**SOURCE PASSAGE**.
....................
The group travelled from Solomon Islands to Bougainville to sell produce and buy food from a local market in Buin, despite a two-year long ban on border travel.

Francis Tokura who is also PNG’s Deputy Police Commissioner said he got wind of the plan and passed on information to his officers to turn the group back.

“The information got to them (border police) very late – they (the villagers) actually turned up at Kangu Beach in South Bougainville. They sold what they had with them and they had to go back,” he said.

The Deputy Commissioner said both PNG and Solomon Islands need to urgently meet and come up with a solution.

“The border is a national government responsibility – Solomon Islands and PNG side, they have to sit down decide what to do with border crossers,” he said.

The villagers made the crossing after weeks of complaints over food shortages in the Shortland Islands.

Western Province Secretary Jeffrey Wickham said more than a thousand bags of rice donated by Australia for border communities are still sitting in the provincial capital Gizo.

“We don’t have the fund to charter a boat or fuel to transport the rice,” he said.

Deputy Commissioner Tokura said although he sympathised with their plan and that there are traditional connections between communities, the laws of both countries still have to be respected.

“I feel sorry for them but we must respect the sovereignty of both Solomon Islands and PNG,” he said.
....................
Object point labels
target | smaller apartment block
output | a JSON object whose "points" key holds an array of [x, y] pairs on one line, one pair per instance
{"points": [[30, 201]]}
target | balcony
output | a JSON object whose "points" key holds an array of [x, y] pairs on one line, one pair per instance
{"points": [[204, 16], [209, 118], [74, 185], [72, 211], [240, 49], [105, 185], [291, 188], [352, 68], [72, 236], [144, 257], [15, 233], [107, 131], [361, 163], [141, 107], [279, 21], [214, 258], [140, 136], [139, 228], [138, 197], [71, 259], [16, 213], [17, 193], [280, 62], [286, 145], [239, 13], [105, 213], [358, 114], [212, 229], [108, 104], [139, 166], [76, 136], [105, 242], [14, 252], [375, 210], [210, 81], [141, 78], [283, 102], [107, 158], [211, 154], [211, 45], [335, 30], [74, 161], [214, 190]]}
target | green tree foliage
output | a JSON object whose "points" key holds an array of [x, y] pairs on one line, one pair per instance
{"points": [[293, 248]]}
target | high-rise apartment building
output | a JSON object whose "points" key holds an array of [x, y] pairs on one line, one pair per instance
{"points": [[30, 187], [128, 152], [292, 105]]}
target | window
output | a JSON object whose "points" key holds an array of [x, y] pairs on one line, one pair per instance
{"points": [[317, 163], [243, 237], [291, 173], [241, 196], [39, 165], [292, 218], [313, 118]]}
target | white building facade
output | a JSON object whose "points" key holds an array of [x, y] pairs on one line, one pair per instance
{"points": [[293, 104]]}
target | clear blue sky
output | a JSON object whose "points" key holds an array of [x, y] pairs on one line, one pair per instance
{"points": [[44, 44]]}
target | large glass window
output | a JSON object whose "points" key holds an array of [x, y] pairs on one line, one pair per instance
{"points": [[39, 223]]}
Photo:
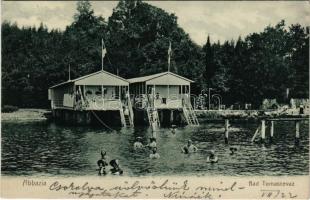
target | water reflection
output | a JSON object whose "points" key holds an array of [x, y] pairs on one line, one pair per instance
{"points": [[47, 149]]}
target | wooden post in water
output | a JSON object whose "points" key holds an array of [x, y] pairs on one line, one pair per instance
{"points": [[297, 123], [226, 130], [171, 117], [263, 130], [271, 130]]}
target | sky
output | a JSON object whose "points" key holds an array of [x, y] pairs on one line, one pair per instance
{"points": [[222, 20]]}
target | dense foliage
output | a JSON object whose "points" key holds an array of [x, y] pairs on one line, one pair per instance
{"points": [[137, 35]]}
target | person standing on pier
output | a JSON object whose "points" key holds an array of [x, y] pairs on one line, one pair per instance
{"points": [[152, 143], [138, 144], [189, 148], [154, 154], [102, 163]]}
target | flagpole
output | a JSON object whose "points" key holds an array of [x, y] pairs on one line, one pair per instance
{"points": [[69, 73], [101, 54], [169, 52]]}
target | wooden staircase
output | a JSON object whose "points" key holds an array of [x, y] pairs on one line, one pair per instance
{"points": [[152, 114], [190, 115], [153, 117], [126, 113]]}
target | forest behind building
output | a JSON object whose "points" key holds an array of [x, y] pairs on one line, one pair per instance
{"points": [[137, 35]]}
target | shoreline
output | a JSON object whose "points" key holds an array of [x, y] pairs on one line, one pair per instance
{"points": [[36, 114], [25, 114]]}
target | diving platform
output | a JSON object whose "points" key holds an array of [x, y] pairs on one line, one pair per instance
{"points": [[161, 95]]}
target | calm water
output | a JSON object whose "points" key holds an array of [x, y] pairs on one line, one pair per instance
{"points": [[47, 149]]}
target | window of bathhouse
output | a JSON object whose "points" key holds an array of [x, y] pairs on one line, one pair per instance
{"points": [[89, 92], [98, 91], [149, 89], [116, 92]]}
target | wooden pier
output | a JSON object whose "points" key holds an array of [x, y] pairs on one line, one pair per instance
{"points": [[271, 121]]}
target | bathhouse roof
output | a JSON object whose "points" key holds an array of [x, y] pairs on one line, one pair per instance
{"points": [[98, 78], [164, 78]]}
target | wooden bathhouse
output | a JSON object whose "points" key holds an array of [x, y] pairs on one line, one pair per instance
{"points": [[165, 97], [93, 97]]}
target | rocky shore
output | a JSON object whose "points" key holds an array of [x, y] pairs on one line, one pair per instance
{"points": [[26, 115]]}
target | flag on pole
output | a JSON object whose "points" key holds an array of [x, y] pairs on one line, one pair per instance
{"points": [[69, 73], [169, 55], [104, 52]]}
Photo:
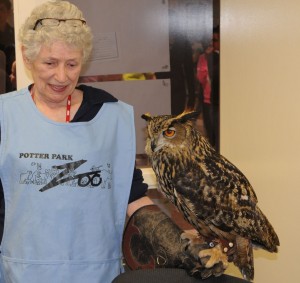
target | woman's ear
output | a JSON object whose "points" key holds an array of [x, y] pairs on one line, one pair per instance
{"points": [[25, 59]]}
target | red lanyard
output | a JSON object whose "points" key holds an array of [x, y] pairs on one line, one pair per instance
{"points": [[68, 107]]}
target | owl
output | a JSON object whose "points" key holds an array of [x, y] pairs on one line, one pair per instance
{"points": [[211, 193]]}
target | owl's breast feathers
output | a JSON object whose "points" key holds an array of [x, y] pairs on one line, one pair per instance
{"points": [[210, 191]]}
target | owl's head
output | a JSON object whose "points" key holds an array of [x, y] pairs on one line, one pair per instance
{"points": [[168, 131]]}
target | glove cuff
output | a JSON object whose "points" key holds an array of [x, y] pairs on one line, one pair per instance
{"points": [[148, 240]]}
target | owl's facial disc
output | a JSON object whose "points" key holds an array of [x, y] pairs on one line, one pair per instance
{"points": [[170, 133]]}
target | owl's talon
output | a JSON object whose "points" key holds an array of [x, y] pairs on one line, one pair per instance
{"points": [[215, 255]]}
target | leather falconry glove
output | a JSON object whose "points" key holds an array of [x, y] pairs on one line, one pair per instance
{"points": [[152, 240]]}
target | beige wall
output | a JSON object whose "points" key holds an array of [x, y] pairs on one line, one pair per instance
{"points": [[260, 106], [260, 110]]}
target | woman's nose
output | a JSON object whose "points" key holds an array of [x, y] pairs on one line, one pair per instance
{"points": [[61, 74]]}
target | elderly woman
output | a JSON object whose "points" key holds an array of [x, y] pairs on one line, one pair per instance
{"points": [[67, 168]]}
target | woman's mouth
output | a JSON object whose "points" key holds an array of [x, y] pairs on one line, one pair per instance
{"points": [[58, 88]]}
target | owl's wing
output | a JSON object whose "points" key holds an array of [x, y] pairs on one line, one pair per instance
....................
**WHAT TO WORK ON**.
From the news passage on the Bougainville border crossing, copy word for word the part running from "Francis Tokura who" to "the Shortland Islands.".

**COMPLETE OUTPUT**.
Francis Tokura who is also PNG’s Deputy Police Commissioner said he got wind of the plan and passed on information to his officers to turn the group back.

“The information got to them (border police) very late – they (the villagers) actually turned up at Kangu Beach in South Bougainville. They sold what they had with them and they had to go back,” he said.

The Deputy Commissioner said both PNG and Solomon Islands need to urgently meet and come up with a solution.

“The border is a national government responsibility – Solomon Islands and PNG side, they have to sit down decide what to do with border crossers,” he said.

The villagers made the crossing after weeks of complaints over food shortages in the Shortland Islands.